Este pueblo de Israel, que todos los sábados se reunía en la sinagoga para
leer a los profetas, que anunciaban la venida del Mesías, fue el que rechazó a
la Palabra hecha carne, a Jesús. No sólo no aceptaron su Evangelio, su
mensaje de parte de Dios, sino que lo crucificaron.
Pero no todos rechazaron a Jesús. Hubo personas de buena voluntad que
abrieron su corazón a Jesús. A esas personas les llegó la salvación que Jesús
traía de parte de Dios Padre por medio del Espíritu Santo. San Juan esto lo
resumen cuando escribe: Más a todos los que le recibieron, a los que creen
en su nombre, les dio potestad de ser hechos hijos de Dios (Jn 1, 12).
Todo ser humano, desde el momento que ha recibido el don de la
existencia, es hijo de Dios, en sentido amplio. Pero en el sentido que Juan le
da en su Evangelio, sólo es hijo de Dios el que acepta el don de la filiación
divina que Dios le concede. Dios ofrece adoptar como hijos a los que
acepten a Jesús como su enviado. Del hombre depende aceptar o rechazar
esa oferta de filiación divina. De ser hecho hijo de Dios.
De niños, por medio del bautismo, por gracia -gratis- se nos concede el
don de se hechos hijos de Dios, por medio de la fe de la Iglesia y de nuestros
padres, que nos hunden en Jesús, en sus méritos. Más tarde, en nuestra edad
adulta, cuando aceptamos por la fe a Jesús, nos apropiamos personalmente
del don que se nos había concedido en nuestro bautismo.

● ● ●

INSTRUCCIÓN DADA A -
Copia sin ningún cambio las líneas del listado, empezando por la que contiene "of the weathered" y terminando al final del listado.

● ● ●

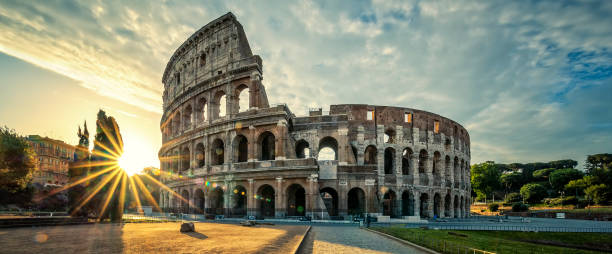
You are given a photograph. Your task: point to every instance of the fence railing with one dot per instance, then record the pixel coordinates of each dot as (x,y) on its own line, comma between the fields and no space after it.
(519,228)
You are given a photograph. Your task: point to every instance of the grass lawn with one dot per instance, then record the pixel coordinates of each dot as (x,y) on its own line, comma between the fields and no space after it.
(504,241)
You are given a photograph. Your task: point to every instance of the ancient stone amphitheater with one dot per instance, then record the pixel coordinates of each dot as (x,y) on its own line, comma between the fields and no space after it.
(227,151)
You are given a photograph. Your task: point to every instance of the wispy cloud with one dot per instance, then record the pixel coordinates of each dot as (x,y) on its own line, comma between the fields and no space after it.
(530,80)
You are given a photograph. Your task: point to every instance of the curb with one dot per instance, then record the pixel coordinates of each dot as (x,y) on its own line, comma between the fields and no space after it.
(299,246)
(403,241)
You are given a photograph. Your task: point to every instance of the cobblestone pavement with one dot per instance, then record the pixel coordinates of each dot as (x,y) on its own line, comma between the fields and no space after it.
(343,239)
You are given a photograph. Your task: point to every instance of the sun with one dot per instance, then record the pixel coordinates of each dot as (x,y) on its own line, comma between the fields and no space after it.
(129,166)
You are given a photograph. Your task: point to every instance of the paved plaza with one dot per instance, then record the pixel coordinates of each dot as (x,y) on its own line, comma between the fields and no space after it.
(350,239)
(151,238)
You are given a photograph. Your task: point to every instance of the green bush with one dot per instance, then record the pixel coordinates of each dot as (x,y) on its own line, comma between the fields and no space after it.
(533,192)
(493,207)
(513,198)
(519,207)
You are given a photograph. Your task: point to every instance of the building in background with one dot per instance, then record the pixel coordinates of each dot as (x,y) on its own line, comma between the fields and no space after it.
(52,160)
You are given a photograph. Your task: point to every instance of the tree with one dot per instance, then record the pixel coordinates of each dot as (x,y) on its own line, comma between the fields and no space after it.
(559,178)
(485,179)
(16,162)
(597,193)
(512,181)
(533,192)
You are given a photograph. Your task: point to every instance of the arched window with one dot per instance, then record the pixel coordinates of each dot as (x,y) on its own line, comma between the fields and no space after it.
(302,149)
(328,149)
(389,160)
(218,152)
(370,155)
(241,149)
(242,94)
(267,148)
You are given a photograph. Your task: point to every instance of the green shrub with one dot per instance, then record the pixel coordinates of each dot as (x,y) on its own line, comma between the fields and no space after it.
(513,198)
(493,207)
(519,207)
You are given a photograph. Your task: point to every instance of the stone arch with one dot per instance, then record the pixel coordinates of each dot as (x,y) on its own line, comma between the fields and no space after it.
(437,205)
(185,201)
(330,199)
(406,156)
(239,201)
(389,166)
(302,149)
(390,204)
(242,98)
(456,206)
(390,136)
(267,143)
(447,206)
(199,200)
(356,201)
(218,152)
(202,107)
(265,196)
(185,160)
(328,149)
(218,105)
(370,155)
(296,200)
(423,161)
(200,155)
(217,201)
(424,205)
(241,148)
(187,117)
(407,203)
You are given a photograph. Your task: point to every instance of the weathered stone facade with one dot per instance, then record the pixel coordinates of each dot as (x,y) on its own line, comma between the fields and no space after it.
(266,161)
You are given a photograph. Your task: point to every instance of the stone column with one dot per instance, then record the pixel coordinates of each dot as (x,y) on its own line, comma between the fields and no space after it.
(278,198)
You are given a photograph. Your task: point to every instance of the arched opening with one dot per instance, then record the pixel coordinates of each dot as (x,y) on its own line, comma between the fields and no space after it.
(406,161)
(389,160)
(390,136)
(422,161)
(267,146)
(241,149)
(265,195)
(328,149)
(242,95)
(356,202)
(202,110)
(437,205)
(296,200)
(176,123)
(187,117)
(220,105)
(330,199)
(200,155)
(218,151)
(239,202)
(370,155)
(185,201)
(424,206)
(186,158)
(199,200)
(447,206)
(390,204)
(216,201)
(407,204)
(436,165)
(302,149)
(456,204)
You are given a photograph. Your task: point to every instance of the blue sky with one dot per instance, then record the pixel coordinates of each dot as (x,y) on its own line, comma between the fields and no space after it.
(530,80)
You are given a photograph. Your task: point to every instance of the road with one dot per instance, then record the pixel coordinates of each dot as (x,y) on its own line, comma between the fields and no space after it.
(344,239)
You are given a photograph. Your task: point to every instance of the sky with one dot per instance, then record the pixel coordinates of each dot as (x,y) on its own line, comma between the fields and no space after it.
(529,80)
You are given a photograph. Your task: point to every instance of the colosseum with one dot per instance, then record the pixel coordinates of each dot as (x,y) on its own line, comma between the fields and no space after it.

● ● ●

INSTRUCCIÓN DADA B -
Contesta estas preguntas sobre el fragmento:
(i) ¿Qué leía el pueblo de Israel en la sinagoga todos los sábados?
(ii) ¿Qué potestad dio Jesús a los que le recibieron, según la cita de San Juan?
(iii) ¿Por medio de qué sacramento se nos concede de niños el don de ser hechos hijos de Dios?

RESPUESTA DEL EJERCICIO A -
You are given a photograph. Your task: point to every instance of the weathered stone facade with one dot per instance, then record the pixel coordinates of each dot as (x,y) on its own line, comma between the fields and no space after it.
(266,161)
You are given a photograph. Your task: point to every instance of the stone column with one dot per instance, then record the pixel coordinates of each dot as (x,y) on its own line, comma between the fields and no space after it.
(278,198)
You are given a photograph. Your task: point to every instance of the arched opening with one dot per instance, then record the pixel coordinates of each dot as (x,y) on its own line, comma between the fields and no space after it.
(406,161)
(389,160)
(390,136)
(422,161)
(267,146)
(241,149)
(265,195)
(328,149)
(242,95)
(356,202)
(202,110)
(437,205)
(296,200)
(176,123)
(187,117)
(220,105)
(330,199)
(200,155)
(218,151)
(239,202)
(370,155)
(185,201)
(424,206)
(186,158)
(199,200)
(447,206)
(390,204)
(216,201)
(407,204)
(436,165)
(302,149)
(456,204)
You are given a photograph. Your task: point to every instance of the blue sky with one dot per instance, then record the pixel coordinates of each dot as (x,y) on its own line, comma between the fields and no space after it.
(530,80)
You are given a photograph. Your task: point to every instance of the road with one dot per instance, then record the pixel coordinates of each dot as (x,y) on its own line, comma between the fields and no space after it.
(344,239)
You are given a photograph. Your task: point to every instance of the sky with one dot per instance, then record the pixel coordinates of each dot as (x,y) on its own line, comma between the fields and no space after it.
(529,80)
You are given a photograph. Your task: point to every instance of the colosseum with one dot per instance, then record the pixel coordinates of each dot as (x,y) on its own line, comma between the fields and no space after it.

RESPUESTA DEL EJERCICIO B -
(i) A los profetas, que anunciaban la venida del Mesías.
(ii) La potestad de ser hechos hijos de Dios.
(iii) Por medio del bautismo.